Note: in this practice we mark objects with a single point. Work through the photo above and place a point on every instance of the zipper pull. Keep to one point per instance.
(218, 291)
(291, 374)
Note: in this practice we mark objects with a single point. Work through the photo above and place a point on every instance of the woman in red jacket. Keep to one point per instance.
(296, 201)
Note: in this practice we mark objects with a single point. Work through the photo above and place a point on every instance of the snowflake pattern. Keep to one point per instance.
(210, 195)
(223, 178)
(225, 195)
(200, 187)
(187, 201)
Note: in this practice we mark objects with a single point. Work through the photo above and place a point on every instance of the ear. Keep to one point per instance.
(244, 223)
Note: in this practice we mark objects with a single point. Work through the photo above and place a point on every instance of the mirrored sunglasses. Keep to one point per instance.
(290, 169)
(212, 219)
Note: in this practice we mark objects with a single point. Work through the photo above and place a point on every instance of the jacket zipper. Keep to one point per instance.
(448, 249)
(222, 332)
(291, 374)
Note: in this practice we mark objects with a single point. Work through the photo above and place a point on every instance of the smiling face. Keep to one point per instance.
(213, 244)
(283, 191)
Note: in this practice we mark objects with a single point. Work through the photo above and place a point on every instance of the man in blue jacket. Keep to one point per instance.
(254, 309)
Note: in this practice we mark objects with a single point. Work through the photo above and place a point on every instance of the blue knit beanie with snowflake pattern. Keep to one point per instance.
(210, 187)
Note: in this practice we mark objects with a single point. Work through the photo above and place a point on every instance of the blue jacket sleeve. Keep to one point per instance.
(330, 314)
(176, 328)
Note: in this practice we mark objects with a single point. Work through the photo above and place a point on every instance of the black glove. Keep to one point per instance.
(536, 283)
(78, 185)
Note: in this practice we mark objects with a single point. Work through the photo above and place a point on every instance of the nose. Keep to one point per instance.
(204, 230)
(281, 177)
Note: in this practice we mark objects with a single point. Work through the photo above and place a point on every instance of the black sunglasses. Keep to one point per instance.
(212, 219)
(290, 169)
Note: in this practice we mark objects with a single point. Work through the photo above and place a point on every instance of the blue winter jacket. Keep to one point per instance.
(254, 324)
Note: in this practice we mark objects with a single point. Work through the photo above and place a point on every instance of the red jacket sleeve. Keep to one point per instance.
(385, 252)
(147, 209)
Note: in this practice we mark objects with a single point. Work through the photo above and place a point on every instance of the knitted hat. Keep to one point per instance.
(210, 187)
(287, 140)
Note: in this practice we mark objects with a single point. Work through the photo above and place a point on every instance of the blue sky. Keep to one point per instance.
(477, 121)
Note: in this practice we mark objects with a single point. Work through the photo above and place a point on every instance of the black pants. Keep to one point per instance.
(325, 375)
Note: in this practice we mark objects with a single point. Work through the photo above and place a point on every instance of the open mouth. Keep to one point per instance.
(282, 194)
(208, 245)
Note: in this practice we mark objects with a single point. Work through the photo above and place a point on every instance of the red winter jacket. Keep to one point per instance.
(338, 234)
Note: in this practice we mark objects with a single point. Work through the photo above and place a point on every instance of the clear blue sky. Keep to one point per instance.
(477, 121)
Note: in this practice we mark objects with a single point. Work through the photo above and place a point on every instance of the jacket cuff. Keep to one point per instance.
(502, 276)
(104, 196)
=-=-=
● Problem statement
Revise every one of the records above so that "practice" becomes "exercise", with no other change.

● Written response
Note: in this exercise we mark objects with a single point. Work through the photo above and place a point on every instance of the zipper pull. Keep to one point per instance.
(218, 291)
(291, 374)
Note: in this exercise we mark objects with a single point. Work through the photo above and place a point on every instance of the woman in red jacket. Keep to one point per instance.
(296, 201)
Note: in this exercise we mark objects with a single point. Work through the photo above and place a point on every instance of the snowflake pattern. Keep to one point per instance.
(210, 195)
(223, 178)
(225, 195)
(200, 187)
(187, 201)
Note: in this exercise we mark objects with a single point. Work through the photo above and place a point on every instance of the ear. Keep to one point per instance.
(244, 223)
Note: in this exercise we mark objects with a single point. Work through the photo above and place a point on every instance of the mirrored sunglasses. Keep to one point per instance.
(290, 169)
(212, 219)
Note: in this exercise we mark objects with a single point. Work through the photo above and place a point on every instance of the jacket zipper. Keep to one point per instance.
(448, 249)
(222, 332)
(291, 374)
Note: in this exercise we mark objects with a single point. Work through the photo above and place a point on every instance of the smiling face. Keep to one point per instance.
(213, 244)
(283, 191)
Note: in this exercise we mark objects with a single point. Work through the photo above and place a point on every instance of the man in blue jacket. Keep to one point per instance.
(254, 309)
Note: in this exercise we mark objects with a single point. Work through the photo above and place a point on every instance of the blue knit beanie with snowflake pattern. Keep to one point per instance.
(210, 187)
Note: in this exercise we mark objects with a single point. Work through the photo above and place a point on every instance of the blue jacket sleeve. Keep to one point per instance.
(330, 314)
(176, 328)
Note: in this exercise we mark objects with a single point. Work through the photo above and place a point on every instance of the black glove. Keep to one point per instance.
(536, 283)
(78, 185)
Note: in this exercise we mark objects with a single point. Work through the photo above and place a point on every instance of the nose. Keep to one point per instance.
(204, 230)
(281, 177)
Note: in this exercise we mark objects with a single point. Work through the photo above and place a point on every instance of the black sunglasses. Keep to one point per instance.
(212, 219)
(290, 169)
Note: in this exercise we mark objects with a single point. Work through the photo above and place a point on every instance of the blue winter jacket. Keep to one point per instance.
(254, 324)
Note: in this exercise we mark objects with a single point. Work through the photo above and place a point on every instance of the red jacket sleeve. Keep to one point per instance.
(385, 252)
(147, 209)
Note: in this exercise we mark objects with a single point. Work through the photo above and place a point on every instance of the knitted hat. Keep to one point per instance.
(210, 187)
(287, 140)
Note: in this exercise we mark objects with a single point. Work through the photo above and place a point on every instance of the blue sky. Keep to one point per instance.
(477, 121)
Note: in this exercise we mark objects with a single point. Work through the photo above and place a point on every instance of the black pants. Keep to one point per instance.
(325, 375)
Note: in this exercise we mark objects with a single point. Work through the photo above and place a point on every instance of the open mouth. Keep to one point per instance.
(282, 194)
(208, 245)
Note: in this exercise we mark objects with a single point. Work through the photo above and place a point on every instance of the red winter jacket. Keep to one point per instance.
(338, 234)
Note: in this exercise we mark objects with a single point. Work through the photo above and place a point on every instance of the clear blue sky. Keep to one point per instance.
(477, 121)
Note: in this exercise we mark objects with a single point. Work through the photo above and place a point on every instance of the jacket cuff. Keep to one point per instance.
(502, 276)
(104, 196)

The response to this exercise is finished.